◆ REQUIRED WORK: Copy each line of the data that has "puddle" in it.

(Stored records)
=======
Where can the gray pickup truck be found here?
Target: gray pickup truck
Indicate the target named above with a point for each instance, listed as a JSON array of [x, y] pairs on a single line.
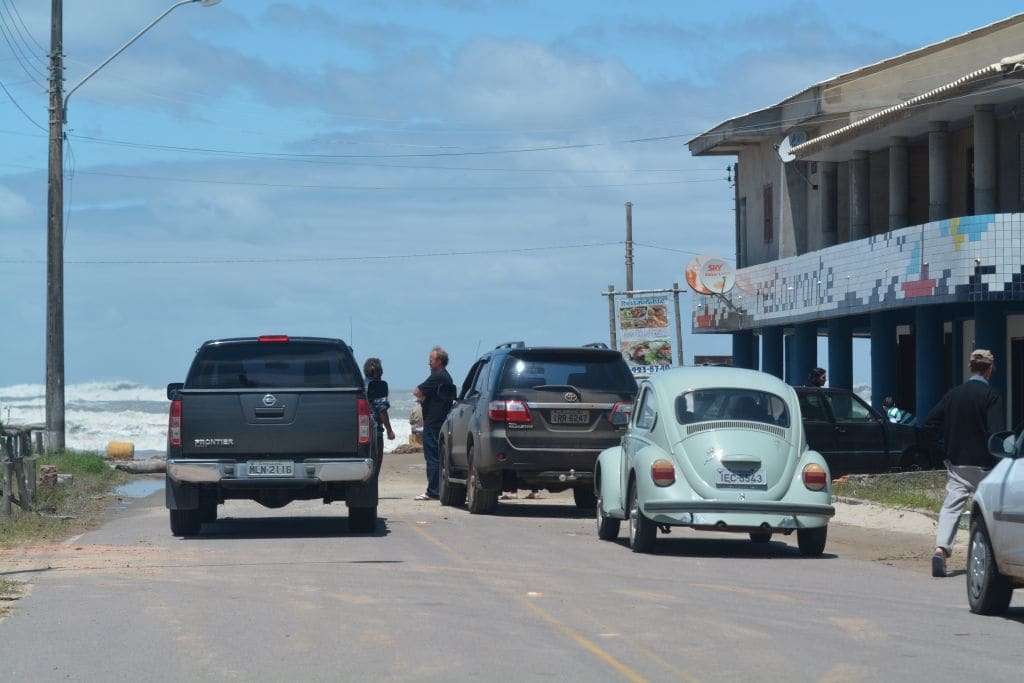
[[270, 419]]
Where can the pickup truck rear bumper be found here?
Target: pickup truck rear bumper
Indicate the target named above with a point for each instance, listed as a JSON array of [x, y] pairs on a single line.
[[328, 470]]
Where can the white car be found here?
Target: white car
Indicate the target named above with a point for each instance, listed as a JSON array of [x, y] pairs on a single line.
[[995, 555]]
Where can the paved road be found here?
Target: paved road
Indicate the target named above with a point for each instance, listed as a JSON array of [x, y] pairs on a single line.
[[440, 595]]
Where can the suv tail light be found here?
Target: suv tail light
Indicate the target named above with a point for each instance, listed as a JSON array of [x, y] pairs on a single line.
[[363, 411], [663, 472], [620, 414], [513, 412], [815, 476], [174, 425]]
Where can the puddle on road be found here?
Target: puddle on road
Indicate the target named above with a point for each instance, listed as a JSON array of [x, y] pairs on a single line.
[[139, 487]]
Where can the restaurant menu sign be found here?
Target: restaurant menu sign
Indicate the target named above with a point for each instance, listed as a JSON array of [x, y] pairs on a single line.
[[645, 334]]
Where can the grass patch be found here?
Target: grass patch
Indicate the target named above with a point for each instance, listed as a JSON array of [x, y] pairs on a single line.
[[921, 491], [67, 509]]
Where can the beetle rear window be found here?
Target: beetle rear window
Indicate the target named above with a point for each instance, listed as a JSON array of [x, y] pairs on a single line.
[[731, 403]]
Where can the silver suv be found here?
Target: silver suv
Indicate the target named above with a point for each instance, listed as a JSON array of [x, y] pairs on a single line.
[[534, 418]]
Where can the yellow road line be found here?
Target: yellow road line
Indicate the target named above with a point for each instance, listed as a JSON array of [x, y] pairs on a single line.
[[549, 619]]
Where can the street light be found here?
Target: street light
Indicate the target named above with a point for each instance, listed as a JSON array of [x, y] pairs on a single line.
[[54, 211]]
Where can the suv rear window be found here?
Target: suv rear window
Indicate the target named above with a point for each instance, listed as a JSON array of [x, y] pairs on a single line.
[[289, 365], [748, 404], [592, 371]]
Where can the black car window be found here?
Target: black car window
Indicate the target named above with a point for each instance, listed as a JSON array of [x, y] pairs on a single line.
[[848, 408], [595, 372], [731, 403], [813, 407], [276, 365]]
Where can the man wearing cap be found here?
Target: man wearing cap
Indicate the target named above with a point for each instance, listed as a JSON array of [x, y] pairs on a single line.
[[965, 418]]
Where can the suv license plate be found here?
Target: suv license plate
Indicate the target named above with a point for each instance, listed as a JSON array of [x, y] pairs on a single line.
[[270, 469], [569, 417], [747, 478]]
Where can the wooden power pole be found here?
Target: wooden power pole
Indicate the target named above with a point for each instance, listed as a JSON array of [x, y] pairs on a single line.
[[629, 246], [54, 240]]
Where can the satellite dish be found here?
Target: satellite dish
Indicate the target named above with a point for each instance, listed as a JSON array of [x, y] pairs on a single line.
[[793, 138]]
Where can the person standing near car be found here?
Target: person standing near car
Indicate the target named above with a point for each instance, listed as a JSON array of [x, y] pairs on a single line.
[[435, 394], [965, 419]]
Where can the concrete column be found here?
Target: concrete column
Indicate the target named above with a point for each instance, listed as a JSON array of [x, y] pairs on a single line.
[[804, 355], [840, 353], [771, 351], [860, 195], [899, 182], [744, 350], [928, 358], [990, 333], [984, 159], [883, 356], [938, 170], [828, 198]]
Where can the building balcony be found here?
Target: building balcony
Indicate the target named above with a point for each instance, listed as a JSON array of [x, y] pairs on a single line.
[[967, 259]]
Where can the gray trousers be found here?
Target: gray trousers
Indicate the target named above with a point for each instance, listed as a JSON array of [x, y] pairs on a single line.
[[961, 486]]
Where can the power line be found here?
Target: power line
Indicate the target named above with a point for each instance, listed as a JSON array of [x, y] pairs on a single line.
[[311, 259]]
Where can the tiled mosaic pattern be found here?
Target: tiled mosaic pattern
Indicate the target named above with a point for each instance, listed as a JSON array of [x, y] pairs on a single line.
[[973, 258]]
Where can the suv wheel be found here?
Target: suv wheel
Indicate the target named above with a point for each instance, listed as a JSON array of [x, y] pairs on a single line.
[[363, 520], [186, 522], [478, 499], [988, 591], [607, 527], [643, 534], [449, 494]]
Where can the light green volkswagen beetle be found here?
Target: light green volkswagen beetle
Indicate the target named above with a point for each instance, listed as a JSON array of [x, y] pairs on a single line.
[[715, 449]]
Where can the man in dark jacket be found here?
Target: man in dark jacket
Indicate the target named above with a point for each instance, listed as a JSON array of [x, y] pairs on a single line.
[[965, 418], [435, 395]]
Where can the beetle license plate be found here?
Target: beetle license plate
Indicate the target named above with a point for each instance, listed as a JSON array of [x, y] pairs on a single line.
[[750, 477], [569, 417], [258, 468]]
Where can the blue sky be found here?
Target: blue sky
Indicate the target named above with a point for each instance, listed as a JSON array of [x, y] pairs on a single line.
[[394, 93]]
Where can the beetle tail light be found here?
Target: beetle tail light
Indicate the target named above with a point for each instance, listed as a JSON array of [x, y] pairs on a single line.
[[663, 472], [815, 477]]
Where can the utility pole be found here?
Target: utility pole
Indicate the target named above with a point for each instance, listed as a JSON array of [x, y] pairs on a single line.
[[54, 241], [629, 246]]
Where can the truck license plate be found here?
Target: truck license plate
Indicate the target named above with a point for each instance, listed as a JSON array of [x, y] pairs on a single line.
[[258, 468], [569, 417], [754, 477]]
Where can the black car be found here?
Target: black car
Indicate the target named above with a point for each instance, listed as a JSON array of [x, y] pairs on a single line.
[[534, 418], [855, 438]]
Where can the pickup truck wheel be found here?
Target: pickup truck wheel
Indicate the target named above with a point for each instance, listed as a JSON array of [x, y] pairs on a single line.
[[452, 495], [812, 541], [186, 522], [585, 498], [988, 591], [363, 520], [478, 500], [607, 527], [643, 534]]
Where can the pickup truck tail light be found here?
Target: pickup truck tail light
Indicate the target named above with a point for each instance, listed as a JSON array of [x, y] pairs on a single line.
[[815, 476], [174, 425], [663, 472], [510, 412], [363, 411]]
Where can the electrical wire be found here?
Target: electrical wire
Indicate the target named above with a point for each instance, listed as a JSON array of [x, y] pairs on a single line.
[[311, 259]]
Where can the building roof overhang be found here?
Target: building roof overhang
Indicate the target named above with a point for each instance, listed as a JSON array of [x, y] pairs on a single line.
[[994, 84]]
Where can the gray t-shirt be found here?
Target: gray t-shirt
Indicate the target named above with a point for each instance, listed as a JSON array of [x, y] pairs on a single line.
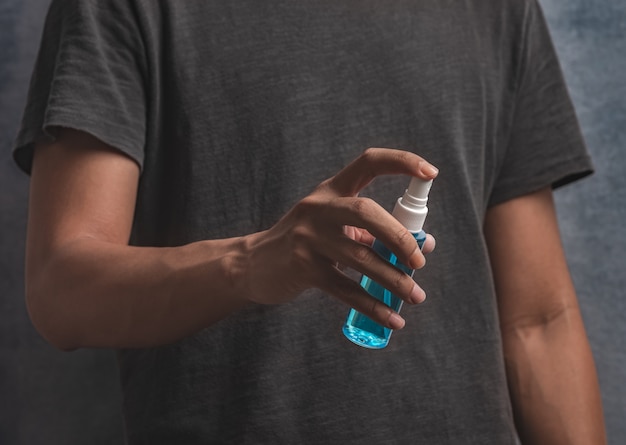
=======
◆ ANSWER TO THE EXERCISE:
Where can the puddle on road be found here?
Target: puddle on road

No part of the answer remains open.